Entries taken from a collection:
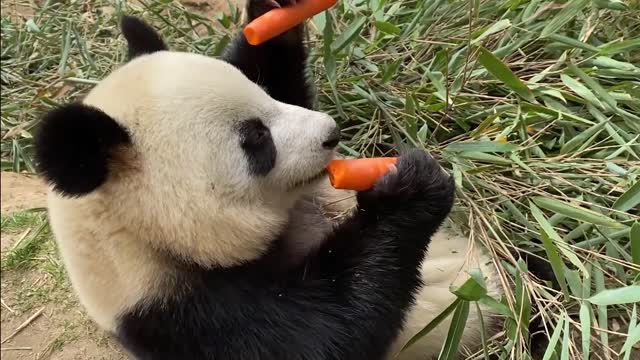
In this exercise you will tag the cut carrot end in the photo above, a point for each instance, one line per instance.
(358, 174)
(280, 20)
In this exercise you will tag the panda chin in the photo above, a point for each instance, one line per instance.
(309, 181)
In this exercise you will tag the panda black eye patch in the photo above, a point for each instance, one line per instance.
(258, 146)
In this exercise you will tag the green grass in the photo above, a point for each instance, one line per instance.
(32, 233)
(534, 106)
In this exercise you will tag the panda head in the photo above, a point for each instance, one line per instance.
(183, 151)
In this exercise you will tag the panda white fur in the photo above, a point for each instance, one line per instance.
(190, 207)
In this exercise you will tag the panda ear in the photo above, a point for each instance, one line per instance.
(75, 146)
(141, 38)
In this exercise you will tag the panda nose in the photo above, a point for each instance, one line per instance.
(333, 139)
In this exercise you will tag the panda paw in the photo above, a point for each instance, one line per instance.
(417, 185)
(257, 8)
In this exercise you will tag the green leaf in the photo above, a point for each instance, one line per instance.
(496, 27)
(565, 15)
(388, 28)
(580, 90)
(595, 86)
(573, 42)
(575, 212)
(557, 265)
(624, 295)
(481, 146)
(634, 238)
(497, 306)
(502, 72)
(622, 46)
(585, 326)
(473, 289)
(630, 199)
(31, 26)
(433, 324)
(484, 125)
(564, 354)
(562, 246)
(456, 329)
(551, 347)
(348, 35)
(483, 157)
(633, 336)
(582, 138)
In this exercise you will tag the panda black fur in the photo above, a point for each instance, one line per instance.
(192, 217)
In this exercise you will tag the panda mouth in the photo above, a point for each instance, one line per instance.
(310, 180)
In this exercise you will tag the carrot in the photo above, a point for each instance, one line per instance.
(358, 174)
(279, 20)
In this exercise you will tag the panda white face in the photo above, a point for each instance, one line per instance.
(200, 120)
(181, 146)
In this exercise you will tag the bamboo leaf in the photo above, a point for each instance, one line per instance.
(634, 237)
(553, 341)
(496, 27)
(562, 247)
(450, 349)
(575, 212)
(565, 15)
(387, 28)
(502, 72)
(433, 324)
(630, 199)
(595, 86)
(482, 146)
(348, 35)
(624, 295)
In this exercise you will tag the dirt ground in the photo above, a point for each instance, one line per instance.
(40, 315)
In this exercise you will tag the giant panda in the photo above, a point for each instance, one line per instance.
(191, 209)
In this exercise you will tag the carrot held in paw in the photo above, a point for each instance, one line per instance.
(277, 21)
(358, 174)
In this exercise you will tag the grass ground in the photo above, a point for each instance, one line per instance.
(534, 105)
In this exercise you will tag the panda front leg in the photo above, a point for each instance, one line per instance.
(279, 64)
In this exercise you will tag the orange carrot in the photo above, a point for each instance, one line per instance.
(279, 20)
(358, 174)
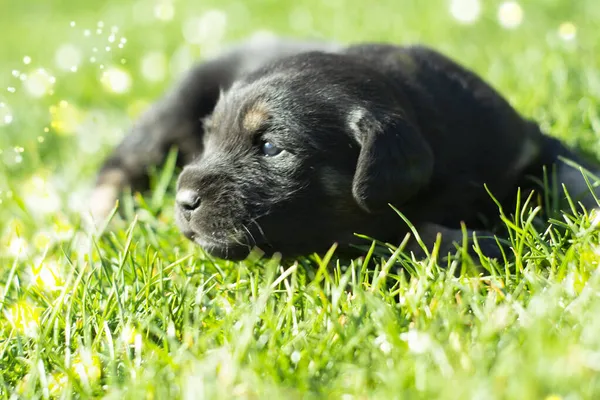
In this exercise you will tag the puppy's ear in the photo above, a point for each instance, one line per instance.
(394, 163)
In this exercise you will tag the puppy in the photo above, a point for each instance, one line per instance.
(293, 146)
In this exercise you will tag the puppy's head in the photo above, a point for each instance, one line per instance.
(299, 155)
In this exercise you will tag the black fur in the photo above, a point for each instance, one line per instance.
(361, 127)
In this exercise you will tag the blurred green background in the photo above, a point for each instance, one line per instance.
(74, 73)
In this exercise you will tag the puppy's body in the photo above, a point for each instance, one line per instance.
(308, 144)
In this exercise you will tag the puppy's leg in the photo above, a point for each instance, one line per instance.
(176, 119)
(554, 154)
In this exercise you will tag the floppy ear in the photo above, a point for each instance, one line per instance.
(394, 163)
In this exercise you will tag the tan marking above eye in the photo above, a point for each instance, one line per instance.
(255, 117)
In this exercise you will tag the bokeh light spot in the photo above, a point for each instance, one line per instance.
(6, 117)
(39, 83)
(67, 56)
(567, 31)
(510, 14)
(465, 11)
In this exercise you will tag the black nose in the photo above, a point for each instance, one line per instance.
(188, 199)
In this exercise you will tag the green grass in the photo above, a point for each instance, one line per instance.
(138, 312)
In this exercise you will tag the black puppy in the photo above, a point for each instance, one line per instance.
(291, 147)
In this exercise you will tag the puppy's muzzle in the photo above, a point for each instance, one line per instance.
(188, 200)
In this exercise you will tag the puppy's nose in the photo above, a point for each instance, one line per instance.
(188, 199)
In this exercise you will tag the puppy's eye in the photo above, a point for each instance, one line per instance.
(270, 150)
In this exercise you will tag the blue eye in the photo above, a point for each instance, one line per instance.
(270, 150)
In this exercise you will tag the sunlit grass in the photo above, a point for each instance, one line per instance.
(136, 311)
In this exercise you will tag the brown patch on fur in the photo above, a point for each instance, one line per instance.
(255, 117)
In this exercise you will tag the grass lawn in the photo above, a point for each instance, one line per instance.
(138, 312)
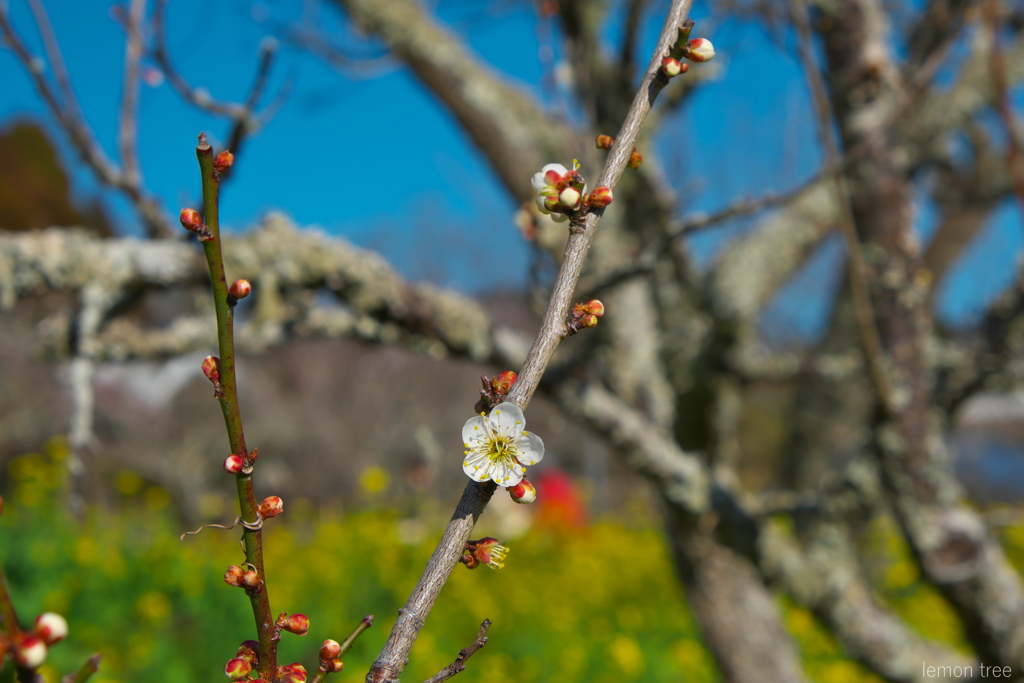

• ABOUT THIS EXERCISE:
Output every record above verbatim, excluding images.

• WRITTEN SOLUTION:
In this exercise you will tag the cut carrot end in the photo above, a point for each instance, one line per instance.
(358, 174)
(280, 20)
In this exercise you will tag the panda chin in the photo above, a point for each instance, one line per instance.
(309, 181)
In this exercise you will tag the panda black eye patch in the photo above, a point for each instance, one line per instance.
(258, 146)
In this exercise you will tag the green grass in the photo above, a point for each instance, one line per instance.
(32, 233)
(534, 106)
In this exercise you will tag the panda head in the photo above, a point for each instance, one line per instance.
(183, 151)
In this exercise you will tag the panda white fur in the photo above, a point for each instance, one line per instance.
(190, 207)
In this exercise you will tag the panda ear in the photo above, a point for each instance, one line per instance.
(75, 146)
(141, 38)
In this exercise you will tag the panda nose in the photo above, a point for each instance, one line per instance.
(333, 139)
In this exercise you will tag the panda paw in the photo above, a point for each instance, one line per instance.
(417, 185)
(257, 8)
In this exercise you will tag the green leaf in the photo above, a point for each instance, one line per instance.
(496, 27)
(565, 15)
(388, 28)
(580, 90)
(595, 86)
(573, 42)
(575, 212)
(557, 265)
(624, 295)
(481, 146)
(634, 238)
(497, 306)
(502, 72)
(622, 46)
(585, 326)
(473, 289)
(630, 199)
(31, 26)
(433, 324)
(484, 125)
(564, 354)
(562, 246)
(456, 329)
(551, 347)
(348, 35)
(483, 157)
(633, 336)
(582, 138)
In this exercise you will tag the panda black fur in the photo above, a point for each instance, one line per instance.
(192, 217)
In this exercise you will tag the panda mouth in the photo above, a point for each instance, one line per instance.
(310, 180)
In this exercise you will tag the carrot in the photo above, a point for each instance, one line per instance.
(358, 174)
(279, 20)
In this exercise you will tag the panda white face in the photo above, a point for each instance, one line per instance.
(200, 120)
(181, 146)
In this exercise you will tag the bamboo leaf in the photo above, a point for each instance, one line per instance.
(634, 237)
(553, 341)
(496, 27)
(562, 247)
(450, 349)
(575, 212)
(565, 15)
(387, 28)
(502, 72)
(433, 324)
(630, 199)
(595, 86)
(482, 146)
(348, 35)
(624, 295)
In this exercise you will tag the dirt ground in the photo above, a point for each instance, one line per instance.
(40, 315)
In this exercise you will tag the giant panda in the photo above, a point for each instance, one line per instance.
(191, 209)
In this exercise you will tag the carrot held in paw in the photo above, a point for each instance, one line per instance.
(277, 21)
(358, 174)
In this exercise you will tag the grass ground in the photo above, a point for each instance, one line per instance.
(534, 105)
In this exercise you will tag the panda front leg in the photo above, a point for each instance, one line per instance.
(279, 64)
In this exercise you will tag the orange carrot in the photo above, a point for each instance, one line per instance.
(279, 20)
(358, 174)
In this exercise you will tag the puppy's ear in the photo above, a point for each instance, one line per instance.
(394, 163)
In this exercise you will tag the puppy in the photo above, a point for each instance, one line per instance.
(293, 146)
In this exercise you will tag the puppy's head in the photo above, a point for each instance, one line per instance.
(299, 155)
In this exercise you will tag the black fur in the photo above, a point for each instance, one line per instance.
(361, 127)
In this exercise you will tag the blurred green background in the photo above, a point for each instance, one line per instance.
(74, 73)
In this exercise you will tag the puppy's body in the photo above, a point for each instance, one line per instance.
(308, 144)
In this exercise you will tag the puppy's leg in the photo above, a point for each instance, one line per instance.
(176, 119)
(554, 154)
In this exercise you will tag the floppy ear in the photo above, a point for each instance, one line per instance.
(394, 163)
In this exercise you will tag the tan marking above eye in the photo above, a point for each instance, one line per instance.
(255, 117)
In this exercise you will tag the bokeh light spot in the photo above, a point for each instance, one line per instance.
(6, 117)
(39, 83)
(67, 56)
(567, 31)
(510, 14)
(465, 11)
In this exercise you will tag the black nose in the photo above, a point for each instance, one line per instance.
(188, 199)
In this exercise you will tag the green grass in the photo above, a point for each instance, one line per instance.
(138, 312)
In this exercise you will tag the black puppy in the photo above, a point for each instance, one line per instance.
(291, 147)
In this exercise you will tag the puppy's muzzle in the photo above, a point for each instance, one line per instance.
(188, 200)
In this exercise you will tag the puppy's nose in the photo above, a point for each instance, one line per instance.
(188, 199)
In this exercise you will tag the puppy's eye in the photo above, a point for each instance, one line per instance.
(270, 150)
In this exercise you will tag the blue eye in the photo above, a point for each instance, one line per instance.
(270, 150)
In this exercise you will tag the sunlit grass in the photo above, a point for each instance, one line per instance.
(136, 311)
In this exercise you will tag the brown patch on fur in the photo above, a point for each instance, one line per instance.
(255, 117)
In this exercise you will tag the grass lawn in the photo above, a point for each instance, one line per instance.
(138, 312)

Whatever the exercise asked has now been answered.